Task set
**A)** In the post about misused statistics, what share of children from homes with computers go on to college in the computer manufacturer's hypothetical survey?
**B)** From the post about misused statistics, extract the passage that runs from "OK, this one" up to and including "ignored it anyway.", copying it word for word.

Exactly. As someone who works with statistics quite a bit it is always annoying to see the common and flagrant misuse of statistics that occur every day. Most of this is because the average person really doesn’t understand statistics that well.
First of all, correlation does not mean causality when there are other independant variables. I learned this in a very early statistics class where the professor statistically “proved” that lipstick causes breast cancer.
Consider the following analysis. Go survey a large number of people who have had breast cancer and find out how many of them use lipstick. Now, go survey a large number of people (of similar age, economic bracket and so on) who don’t have breast cancer and find out how many of them use lipstick.
You will find that many more of the people with breast cancer use lipstick than people who don’t. Therefore, there is a correlation between lipstick use and breast cancer.
Does this mean lipstick causes breast cancer. No. The analysis is flawed. Notice I never mentioned the gender of the people in the survey. The random sample with breast cancer will be mostly made up of women. The random sample of people without the cancer will contain both men and women (actually, slightly more men). Since women are more likely to wear lipstick then men, of course the sample that contains more women will have a higher percentage of lipstick users.
You can do a similar analysis to prove that after-shave lotion causes prostate cancer. The details are left as an exercise for the reader.
OK, this one is fairly obvious. But, this sort of thing happens all the time. By carefully selecting your samples and the variables you select you can imply a correlation between almost anything and anything. And it works for several reasons.
First, most people don’t realize how statistics really work. Second, most people also don’t think much beyond what they are told, especially if what they are being told reinforces beliefs they already have.
In my example above I’m sure at least a few of you didn’t catch the gender ommission in my description. If the conclusion I was reaching was similar to one you already held you would probably have ignored it anyway.
Here’s a better example. Suppose I’m a computer manufacturer. I (obviously) want to sell computers. I do a survey of households with school age children that have home computers and those that do not. I find that a greater percentage of those households with computers have their children go on to college than those who do not. (Let’s say, for example, that 75% of children from homes with computers go on to collges while only 50% of those without computers do.) I start running ads saying that “children with computers in their home are 50% more likely to go to college than those without”.
I probably sell quite a few computers this way. I may even convince the government to buy a bunch of my computers and make them available to schools and homes so more children have access to computers.

Data
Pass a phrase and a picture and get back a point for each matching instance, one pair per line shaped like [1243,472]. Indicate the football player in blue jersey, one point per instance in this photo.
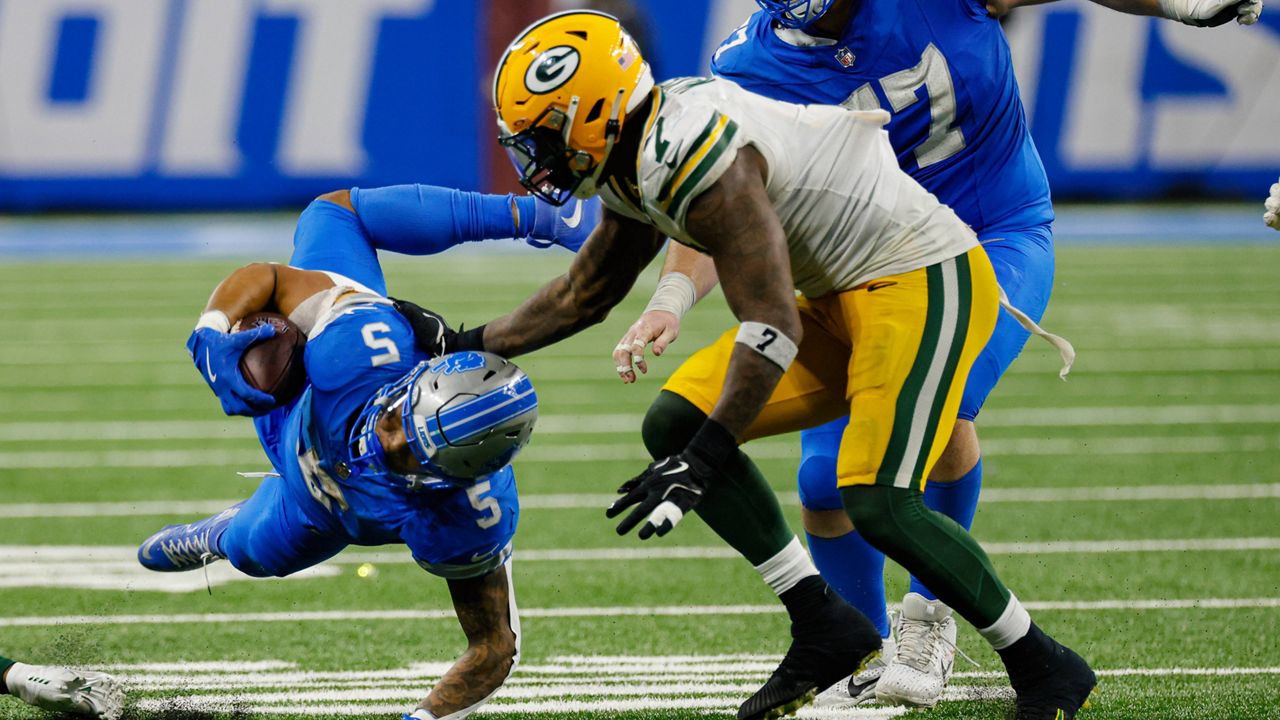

Answers in order
**A)** 75%

**B)**
OK, this one is fairly obvious. But, this sort of thing happens all the time. By carefully selecting your samples and the variables you select you can imply a correlation between almost anything and anything. And it works for several reasons.
First, most people don’t realize how statistics really work. Second, most people also don’t think much beyond what they are told, especially if what they are being told reinforces beliefs they already have.
In my example above I’m sure at least a few of you didn’t catch the gender ommission in my description. If the conclusion I was reaching was similar to one you already held you would probably have ignored it anyway.